Text extract>
--- Start ---
# Kojaks on a Brompton



## Gerry Attrick (20 Mar 2012)

Has anyone changed from the standard Brompton "green label" tyres to Kojaks? If so, is it a worthwhile swap in terms of speed?


----------



## dellzeqq (20 Mar 2012)

speed over the road, or speed while fixing punctures? It's a half serious question - I see punctures on Kojak-shod Brommes a lot, but I've only had the one on my Marathon Pluses in getting on for four years


----------



## smutchin (20 Mar 2012)

I tried Stelvios on my Brompton, which were the precursors to Kojaks. I didn't find they offered any significant speed advantage (over the road) over the M+, and they were far more prone to punctures. I don't know how Kojaks compare to Stelvios but after my experience with Stelvios, I've never been tempted to try them.

d.


----------



## Gerry Attrick (20 Mar 2012)

I'm not too concerned about punctures. Firstly because there is nothing more difficult in repairing a puncture on a Brompton than on a conventional bike. It is just different. Secondly, I live in a rural area and have very few problems, even with a tubular shod vintage BSA and my old pub bike with tyres some say are puncture prone.

I was more interested in whether the Kojaks are a significant improvement over the Bromptons in reducing the vague "pedalling through treacle" sensation they have.


----------



## GrumpyGregry (20 Mar 2012)

I like the Kojaks on my B. Fast rolling. Don't have any recent stock tyre experience to compare with though.


----------



## Pottsy (20 Mar 2012)

As above, I have Kojaks on mine but no experience of other tyres on the Brompton.. Certainly pumped up to 100+ PSI they feel pretty nippy though. Don't forget they'll save a bit of weight too - it all helps when you're carrying the thing up stairs somewhere.
--- End ---
[Photo object pointing lines]
--- Start ---
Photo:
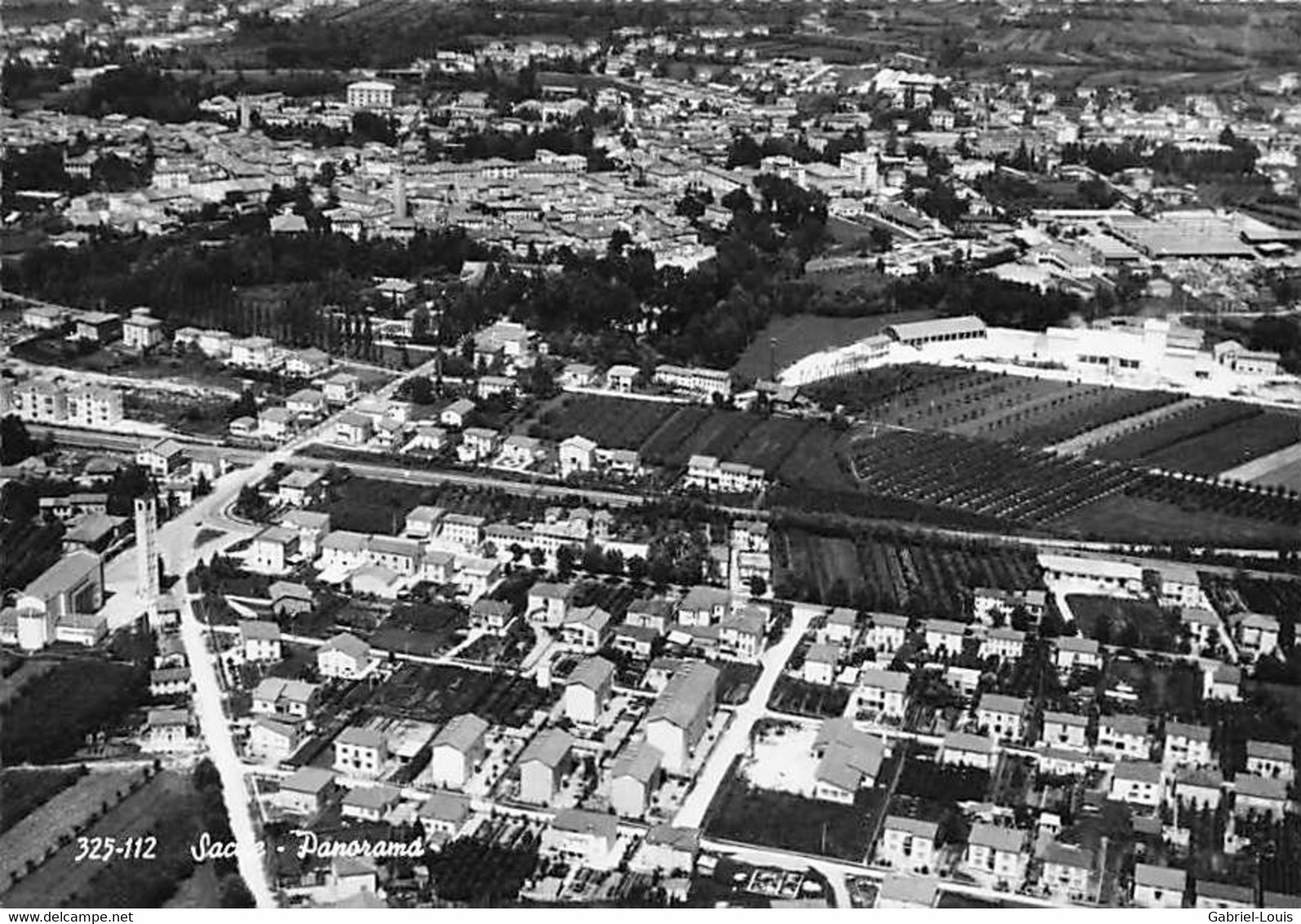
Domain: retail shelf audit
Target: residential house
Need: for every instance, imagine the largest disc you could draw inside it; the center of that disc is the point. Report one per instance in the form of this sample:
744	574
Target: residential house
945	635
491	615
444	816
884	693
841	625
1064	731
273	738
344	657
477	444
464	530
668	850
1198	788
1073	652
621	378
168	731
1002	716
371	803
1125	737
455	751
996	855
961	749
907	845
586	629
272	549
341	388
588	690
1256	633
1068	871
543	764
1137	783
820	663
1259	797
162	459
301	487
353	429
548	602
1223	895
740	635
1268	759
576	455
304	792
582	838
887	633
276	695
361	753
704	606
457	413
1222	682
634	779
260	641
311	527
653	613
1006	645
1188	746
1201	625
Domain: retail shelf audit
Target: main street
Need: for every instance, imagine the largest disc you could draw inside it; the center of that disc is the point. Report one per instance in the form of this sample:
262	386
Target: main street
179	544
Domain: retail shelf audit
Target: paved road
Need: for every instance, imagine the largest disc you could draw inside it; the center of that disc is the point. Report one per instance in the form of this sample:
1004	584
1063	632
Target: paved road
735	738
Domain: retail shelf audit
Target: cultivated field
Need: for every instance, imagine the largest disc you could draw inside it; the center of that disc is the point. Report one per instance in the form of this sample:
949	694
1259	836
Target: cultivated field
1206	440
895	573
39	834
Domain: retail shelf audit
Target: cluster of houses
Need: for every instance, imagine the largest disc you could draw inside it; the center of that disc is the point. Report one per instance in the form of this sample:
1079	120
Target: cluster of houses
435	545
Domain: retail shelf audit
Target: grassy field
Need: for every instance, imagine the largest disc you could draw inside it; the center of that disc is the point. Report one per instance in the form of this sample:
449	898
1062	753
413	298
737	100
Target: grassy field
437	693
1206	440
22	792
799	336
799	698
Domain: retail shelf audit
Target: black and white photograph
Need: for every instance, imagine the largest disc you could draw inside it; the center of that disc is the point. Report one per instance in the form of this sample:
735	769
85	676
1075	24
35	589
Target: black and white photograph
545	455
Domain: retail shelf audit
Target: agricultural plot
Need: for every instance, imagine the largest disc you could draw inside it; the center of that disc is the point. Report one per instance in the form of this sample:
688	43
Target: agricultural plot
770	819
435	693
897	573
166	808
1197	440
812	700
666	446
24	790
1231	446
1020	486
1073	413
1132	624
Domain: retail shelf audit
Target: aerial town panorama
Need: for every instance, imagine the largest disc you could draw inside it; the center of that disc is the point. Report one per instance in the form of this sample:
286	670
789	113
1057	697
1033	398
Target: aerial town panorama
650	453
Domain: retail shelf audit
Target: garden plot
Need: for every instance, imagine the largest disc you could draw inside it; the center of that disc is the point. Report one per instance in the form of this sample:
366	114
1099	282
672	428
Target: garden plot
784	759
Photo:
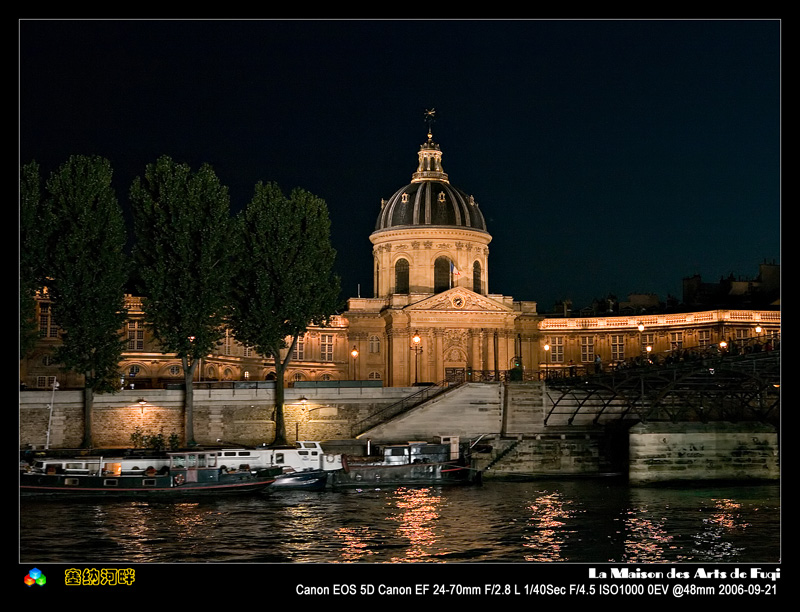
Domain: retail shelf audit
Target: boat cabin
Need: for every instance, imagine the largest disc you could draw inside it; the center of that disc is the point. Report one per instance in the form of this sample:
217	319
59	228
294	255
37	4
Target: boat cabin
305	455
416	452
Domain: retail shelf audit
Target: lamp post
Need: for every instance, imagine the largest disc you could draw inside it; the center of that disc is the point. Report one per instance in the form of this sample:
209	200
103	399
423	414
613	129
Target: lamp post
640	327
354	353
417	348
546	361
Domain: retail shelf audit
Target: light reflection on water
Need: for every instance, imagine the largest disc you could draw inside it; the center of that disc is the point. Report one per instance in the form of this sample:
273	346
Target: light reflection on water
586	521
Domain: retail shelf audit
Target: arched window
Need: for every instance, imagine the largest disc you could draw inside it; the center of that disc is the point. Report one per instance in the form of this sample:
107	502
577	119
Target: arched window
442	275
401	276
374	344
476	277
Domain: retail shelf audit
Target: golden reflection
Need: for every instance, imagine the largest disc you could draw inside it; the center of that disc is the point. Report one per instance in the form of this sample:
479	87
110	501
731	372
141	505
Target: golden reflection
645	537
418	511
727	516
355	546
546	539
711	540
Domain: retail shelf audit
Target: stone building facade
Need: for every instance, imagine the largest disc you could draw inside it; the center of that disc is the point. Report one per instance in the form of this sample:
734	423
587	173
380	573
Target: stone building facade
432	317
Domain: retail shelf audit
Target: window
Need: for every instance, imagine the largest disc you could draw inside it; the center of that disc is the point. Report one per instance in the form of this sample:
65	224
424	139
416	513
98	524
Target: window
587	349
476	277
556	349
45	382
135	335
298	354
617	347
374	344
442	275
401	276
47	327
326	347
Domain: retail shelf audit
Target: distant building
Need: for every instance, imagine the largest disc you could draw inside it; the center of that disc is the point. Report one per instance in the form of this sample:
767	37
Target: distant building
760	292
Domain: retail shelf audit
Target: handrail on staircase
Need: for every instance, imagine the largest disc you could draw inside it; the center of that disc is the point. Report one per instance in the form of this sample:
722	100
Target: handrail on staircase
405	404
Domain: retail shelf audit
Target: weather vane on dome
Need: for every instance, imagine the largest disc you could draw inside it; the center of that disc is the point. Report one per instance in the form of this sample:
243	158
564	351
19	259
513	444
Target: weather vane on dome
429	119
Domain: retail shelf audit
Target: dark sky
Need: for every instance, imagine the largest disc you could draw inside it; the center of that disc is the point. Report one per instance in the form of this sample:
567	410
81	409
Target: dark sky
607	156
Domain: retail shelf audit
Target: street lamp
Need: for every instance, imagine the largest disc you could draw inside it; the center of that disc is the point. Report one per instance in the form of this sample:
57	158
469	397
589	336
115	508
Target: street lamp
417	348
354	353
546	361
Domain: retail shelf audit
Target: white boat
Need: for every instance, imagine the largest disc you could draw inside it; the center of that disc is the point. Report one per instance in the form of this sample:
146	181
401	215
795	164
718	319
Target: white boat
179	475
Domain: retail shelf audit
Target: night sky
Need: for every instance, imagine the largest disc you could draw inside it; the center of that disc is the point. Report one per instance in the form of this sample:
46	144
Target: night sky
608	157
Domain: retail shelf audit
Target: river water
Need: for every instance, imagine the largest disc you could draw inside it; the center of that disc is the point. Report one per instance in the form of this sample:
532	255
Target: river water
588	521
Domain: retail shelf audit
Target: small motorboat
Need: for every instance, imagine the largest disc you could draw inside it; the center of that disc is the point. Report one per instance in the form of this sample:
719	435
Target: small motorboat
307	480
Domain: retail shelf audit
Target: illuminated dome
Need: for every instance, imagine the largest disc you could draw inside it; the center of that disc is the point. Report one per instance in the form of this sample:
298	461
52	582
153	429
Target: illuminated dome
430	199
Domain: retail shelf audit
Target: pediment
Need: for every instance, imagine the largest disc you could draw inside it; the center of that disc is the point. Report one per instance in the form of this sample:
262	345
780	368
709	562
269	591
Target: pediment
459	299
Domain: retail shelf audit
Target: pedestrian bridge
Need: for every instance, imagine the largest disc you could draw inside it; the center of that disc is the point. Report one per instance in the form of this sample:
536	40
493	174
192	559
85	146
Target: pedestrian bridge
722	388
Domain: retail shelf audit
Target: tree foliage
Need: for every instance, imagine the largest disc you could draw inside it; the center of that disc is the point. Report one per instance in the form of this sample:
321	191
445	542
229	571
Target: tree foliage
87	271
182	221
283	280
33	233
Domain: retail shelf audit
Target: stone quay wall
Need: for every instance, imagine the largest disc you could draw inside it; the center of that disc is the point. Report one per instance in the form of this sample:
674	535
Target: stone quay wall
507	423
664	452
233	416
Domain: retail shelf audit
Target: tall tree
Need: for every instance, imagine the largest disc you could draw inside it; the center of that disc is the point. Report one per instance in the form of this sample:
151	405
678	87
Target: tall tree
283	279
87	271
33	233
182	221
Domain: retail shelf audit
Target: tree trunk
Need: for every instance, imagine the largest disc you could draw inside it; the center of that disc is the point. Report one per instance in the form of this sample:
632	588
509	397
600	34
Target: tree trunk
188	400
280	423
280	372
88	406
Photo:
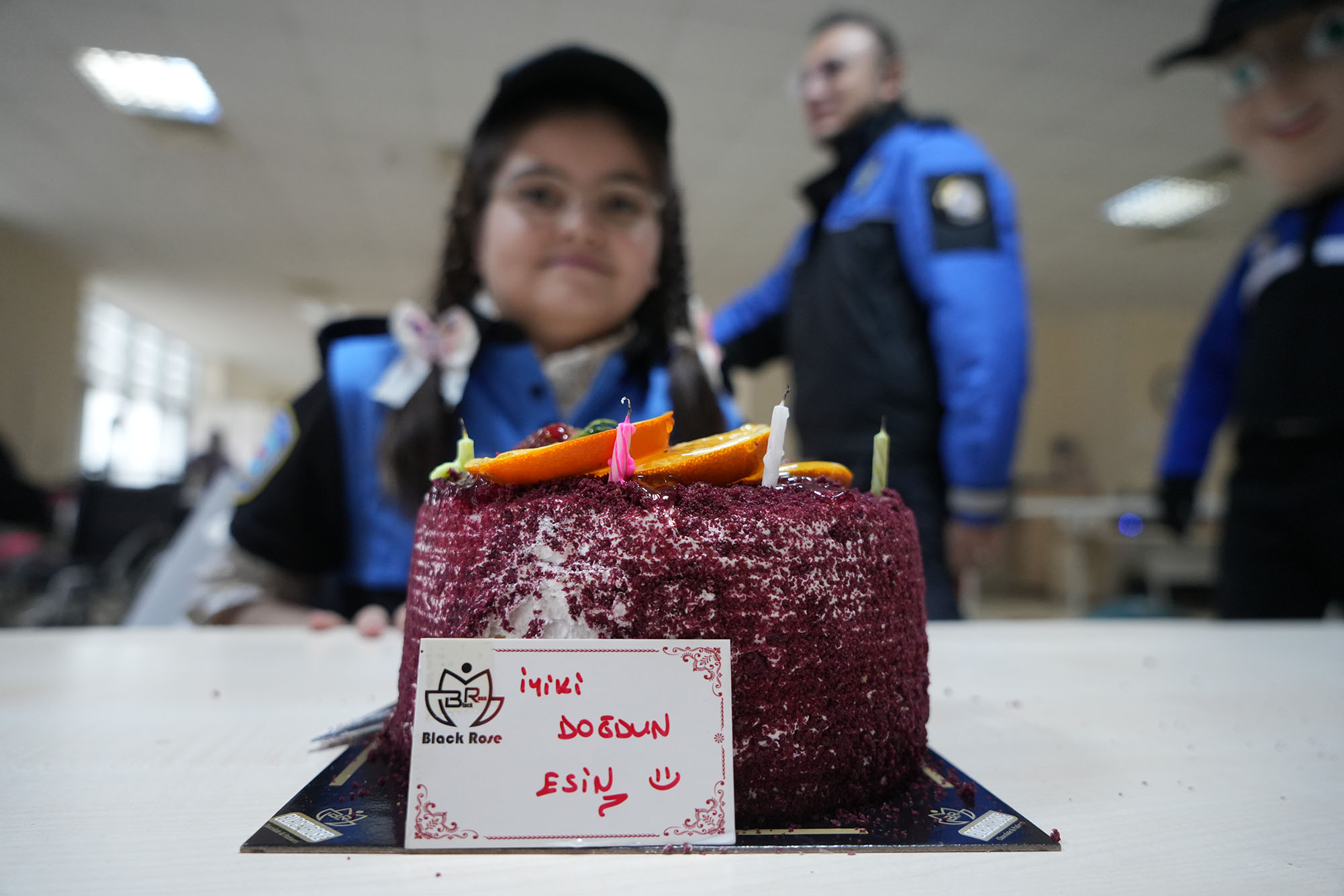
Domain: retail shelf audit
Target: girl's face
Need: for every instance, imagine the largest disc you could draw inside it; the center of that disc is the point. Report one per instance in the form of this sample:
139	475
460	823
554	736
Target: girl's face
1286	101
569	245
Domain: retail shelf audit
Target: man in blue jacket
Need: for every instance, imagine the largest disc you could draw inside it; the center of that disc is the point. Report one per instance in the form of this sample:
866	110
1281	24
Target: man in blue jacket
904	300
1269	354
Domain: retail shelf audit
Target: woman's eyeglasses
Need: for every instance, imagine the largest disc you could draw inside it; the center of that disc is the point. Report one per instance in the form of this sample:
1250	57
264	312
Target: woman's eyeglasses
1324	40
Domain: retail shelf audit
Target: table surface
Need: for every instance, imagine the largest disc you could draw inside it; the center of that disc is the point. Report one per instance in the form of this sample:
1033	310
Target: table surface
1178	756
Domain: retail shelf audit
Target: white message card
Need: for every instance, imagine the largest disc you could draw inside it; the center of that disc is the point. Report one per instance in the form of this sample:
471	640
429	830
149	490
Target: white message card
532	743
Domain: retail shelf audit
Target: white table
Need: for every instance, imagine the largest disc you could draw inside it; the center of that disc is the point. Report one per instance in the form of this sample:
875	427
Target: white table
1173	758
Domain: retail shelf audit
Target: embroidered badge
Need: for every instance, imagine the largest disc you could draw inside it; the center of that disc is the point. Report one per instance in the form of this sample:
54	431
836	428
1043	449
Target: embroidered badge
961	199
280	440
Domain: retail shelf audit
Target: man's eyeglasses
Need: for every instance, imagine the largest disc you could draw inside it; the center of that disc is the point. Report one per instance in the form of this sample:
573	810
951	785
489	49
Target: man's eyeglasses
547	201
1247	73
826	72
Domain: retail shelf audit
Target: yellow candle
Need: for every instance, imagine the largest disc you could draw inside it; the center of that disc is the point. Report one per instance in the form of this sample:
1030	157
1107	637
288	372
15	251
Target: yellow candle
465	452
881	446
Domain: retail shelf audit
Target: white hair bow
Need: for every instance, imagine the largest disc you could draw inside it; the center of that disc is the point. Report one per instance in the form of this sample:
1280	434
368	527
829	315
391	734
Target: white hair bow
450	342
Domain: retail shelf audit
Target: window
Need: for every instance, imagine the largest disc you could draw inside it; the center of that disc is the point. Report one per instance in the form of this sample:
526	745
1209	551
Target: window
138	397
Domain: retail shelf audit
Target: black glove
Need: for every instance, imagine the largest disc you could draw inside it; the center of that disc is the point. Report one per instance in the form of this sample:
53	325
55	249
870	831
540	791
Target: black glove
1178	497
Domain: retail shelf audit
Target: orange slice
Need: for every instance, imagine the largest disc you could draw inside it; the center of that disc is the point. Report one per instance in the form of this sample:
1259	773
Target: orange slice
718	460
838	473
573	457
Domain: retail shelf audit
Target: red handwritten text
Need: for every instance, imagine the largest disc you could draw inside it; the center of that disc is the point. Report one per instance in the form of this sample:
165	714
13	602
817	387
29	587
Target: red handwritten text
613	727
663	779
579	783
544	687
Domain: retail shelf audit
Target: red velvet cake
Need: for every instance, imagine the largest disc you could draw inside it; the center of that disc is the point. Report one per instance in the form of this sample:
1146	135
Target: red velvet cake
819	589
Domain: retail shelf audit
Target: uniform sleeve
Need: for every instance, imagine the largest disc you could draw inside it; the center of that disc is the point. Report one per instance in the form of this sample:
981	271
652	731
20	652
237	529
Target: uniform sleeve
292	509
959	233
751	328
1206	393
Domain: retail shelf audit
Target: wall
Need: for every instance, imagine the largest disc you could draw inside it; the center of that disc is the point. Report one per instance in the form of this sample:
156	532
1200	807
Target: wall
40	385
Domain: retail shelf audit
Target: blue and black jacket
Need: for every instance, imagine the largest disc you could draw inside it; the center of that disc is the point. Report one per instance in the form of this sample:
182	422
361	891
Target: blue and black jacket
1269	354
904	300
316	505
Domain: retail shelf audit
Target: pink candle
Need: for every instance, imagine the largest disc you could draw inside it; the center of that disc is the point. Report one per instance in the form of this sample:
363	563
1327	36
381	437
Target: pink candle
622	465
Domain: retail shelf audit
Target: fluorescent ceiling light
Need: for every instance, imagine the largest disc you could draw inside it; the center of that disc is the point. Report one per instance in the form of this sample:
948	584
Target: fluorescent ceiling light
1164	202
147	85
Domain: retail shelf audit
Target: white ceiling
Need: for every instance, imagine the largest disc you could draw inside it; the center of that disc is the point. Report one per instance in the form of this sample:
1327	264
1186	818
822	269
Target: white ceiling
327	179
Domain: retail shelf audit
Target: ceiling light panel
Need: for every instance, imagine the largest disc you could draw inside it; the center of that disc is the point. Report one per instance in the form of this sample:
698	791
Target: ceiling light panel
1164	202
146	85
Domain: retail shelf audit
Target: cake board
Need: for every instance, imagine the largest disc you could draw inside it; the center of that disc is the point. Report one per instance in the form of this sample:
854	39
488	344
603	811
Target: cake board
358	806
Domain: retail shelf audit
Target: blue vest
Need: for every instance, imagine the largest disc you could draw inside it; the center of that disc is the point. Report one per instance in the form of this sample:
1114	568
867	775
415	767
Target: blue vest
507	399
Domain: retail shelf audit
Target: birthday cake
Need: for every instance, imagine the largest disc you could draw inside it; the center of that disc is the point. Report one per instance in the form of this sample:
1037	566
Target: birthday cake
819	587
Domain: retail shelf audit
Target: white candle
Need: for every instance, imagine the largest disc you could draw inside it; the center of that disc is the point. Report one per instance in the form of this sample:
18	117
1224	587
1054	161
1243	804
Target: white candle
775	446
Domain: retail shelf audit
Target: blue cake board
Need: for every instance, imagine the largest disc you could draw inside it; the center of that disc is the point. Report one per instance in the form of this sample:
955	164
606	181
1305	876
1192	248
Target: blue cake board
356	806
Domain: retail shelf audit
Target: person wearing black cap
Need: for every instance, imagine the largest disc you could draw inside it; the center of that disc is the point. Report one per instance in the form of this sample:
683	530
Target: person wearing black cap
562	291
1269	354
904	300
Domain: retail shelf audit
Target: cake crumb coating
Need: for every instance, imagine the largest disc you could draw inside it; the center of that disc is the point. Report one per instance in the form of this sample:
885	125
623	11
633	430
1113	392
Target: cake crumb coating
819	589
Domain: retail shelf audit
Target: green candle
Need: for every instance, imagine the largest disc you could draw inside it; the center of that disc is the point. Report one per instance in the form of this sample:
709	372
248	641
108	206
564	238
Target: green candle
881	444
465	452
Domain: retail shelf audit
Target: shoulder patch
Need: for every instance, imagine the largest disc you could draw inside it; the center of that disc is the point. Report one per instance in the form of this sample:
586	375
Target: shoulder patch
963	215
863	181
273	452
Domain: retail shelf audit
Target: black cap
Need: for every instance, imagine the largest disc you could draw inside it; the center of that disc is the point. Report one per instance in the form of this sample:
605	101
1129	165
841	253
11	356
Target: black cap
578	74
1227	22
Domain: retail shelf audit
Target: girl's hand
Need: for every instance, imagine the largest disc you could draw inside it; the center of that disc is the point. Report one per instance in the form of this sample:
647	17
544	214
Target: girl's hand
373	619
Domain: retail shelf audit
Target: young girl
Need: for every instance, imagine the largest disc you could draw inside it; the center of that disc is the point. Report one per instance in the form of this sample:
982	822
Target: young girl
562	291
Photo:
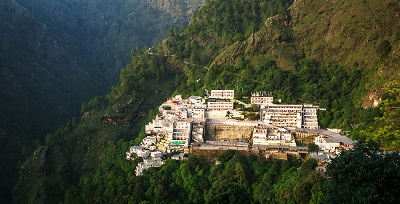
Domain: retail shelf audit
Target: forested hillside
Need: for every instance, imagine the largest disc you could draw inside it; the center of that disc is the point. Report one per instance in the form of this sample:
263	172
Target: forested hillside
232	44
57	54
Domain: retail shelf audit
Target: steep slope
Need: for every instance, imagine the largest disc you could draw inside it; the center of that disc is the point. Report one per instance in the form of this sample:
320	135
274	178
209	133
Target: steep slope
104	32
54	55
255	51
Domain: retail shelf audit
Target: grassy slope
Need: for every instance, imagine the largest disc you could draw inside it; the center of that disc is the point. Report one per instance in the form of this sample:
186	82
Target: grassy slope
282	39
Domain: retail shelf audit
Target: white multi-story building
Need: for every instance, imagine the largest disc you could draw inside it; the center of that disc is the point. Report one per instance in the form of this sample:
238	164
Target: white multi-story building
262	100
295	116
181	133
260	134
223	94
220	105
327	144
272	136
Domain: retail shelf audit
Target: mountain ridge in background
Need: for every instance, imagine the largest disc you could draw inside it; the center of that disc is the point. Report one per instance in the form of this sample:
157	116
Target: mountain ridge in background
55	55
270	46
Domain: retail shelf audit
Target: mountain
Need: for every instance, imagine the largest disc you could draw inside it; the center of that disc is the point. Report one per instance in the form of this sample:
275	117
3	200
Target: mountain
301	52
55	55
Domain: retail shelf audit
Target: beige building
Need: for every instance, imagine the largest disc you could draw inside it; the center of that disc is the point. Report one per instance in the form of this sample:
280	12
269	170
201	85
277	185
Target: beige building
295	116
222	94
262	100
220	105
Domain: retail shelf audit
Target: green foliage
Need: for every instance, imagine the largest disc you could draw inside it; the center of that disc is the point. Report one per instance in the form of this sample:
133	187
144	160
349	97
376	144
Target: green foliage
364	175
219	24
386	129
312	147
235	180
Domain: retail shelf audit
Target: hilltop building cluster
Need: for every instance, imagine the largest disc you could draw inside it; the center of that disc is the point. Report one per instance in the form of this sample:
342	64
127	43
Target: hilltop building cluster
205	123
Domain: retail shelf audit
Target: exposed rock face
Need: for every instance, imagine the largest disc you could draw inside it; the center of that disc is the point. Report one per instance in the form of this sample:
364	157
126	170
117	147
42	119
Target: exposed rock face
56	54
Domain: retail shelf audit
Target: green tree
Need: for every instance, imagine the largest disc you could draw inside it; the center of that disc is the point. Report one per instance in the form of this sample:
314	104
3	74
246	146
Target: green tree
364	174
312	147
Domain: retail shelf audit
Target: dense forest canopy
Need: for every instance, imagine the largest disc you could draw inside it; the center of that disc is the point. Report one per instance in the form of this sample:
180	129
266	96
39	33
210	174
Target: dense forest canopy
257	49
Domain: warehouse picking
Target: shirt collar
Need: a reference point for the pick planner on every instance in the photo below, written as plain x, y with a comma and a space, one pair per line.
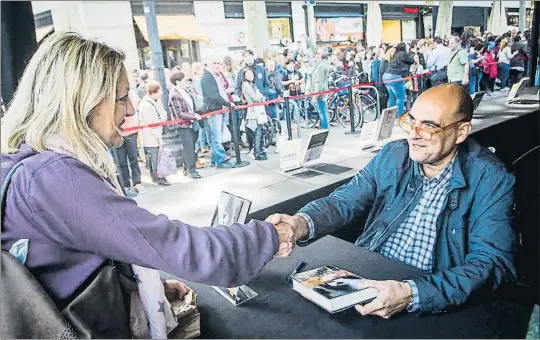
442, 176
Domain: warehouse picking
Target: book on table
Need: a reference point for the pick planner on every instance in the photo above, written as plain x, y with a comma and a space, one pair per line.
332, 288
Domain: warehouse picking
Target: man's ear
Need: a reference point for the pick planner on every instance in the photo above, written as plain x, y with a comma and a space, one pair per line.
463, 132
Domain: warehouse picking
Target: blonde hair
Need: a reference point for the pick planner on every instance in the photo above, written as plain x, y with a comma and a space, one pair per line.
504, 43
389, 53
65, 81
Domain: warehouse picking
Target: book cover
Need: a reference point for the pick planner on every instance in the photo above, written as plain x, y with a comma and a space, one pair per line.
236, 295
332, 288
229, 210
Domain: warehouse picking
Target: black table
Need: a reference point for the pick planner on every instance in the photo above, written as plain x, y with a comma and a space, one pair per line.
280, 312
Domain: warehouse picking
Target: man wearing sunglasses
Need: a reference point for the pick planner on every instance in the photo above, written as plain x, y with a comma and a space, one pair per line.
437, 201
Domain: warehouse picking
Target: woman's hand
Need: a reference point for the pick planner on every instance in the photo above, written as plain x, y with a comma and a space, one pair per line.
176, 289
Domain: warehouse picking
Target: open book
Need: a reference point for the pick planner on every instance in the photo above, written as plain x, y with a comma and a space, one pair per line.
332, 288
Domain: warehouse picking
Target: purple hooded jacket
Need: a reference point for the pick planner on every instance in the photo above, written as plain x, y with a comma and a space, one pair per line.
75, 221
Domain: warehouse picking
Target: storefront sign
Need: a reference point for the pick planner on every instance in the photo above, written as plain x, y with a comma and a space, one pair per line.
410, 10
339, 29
--- End ---
Work to be completed>
Answer these questions about the Brompton tyre thread:
1. Which tyres did smutchin try, described as the precursors to Kojaks?
2. How many punctures has dellzeqq had on Marathon Pluses?
3. At what pressure does Pottsy say the Kojaks feel pretty nippy?

Written response>
1. Stelvios
2. One
3. 100+ PSI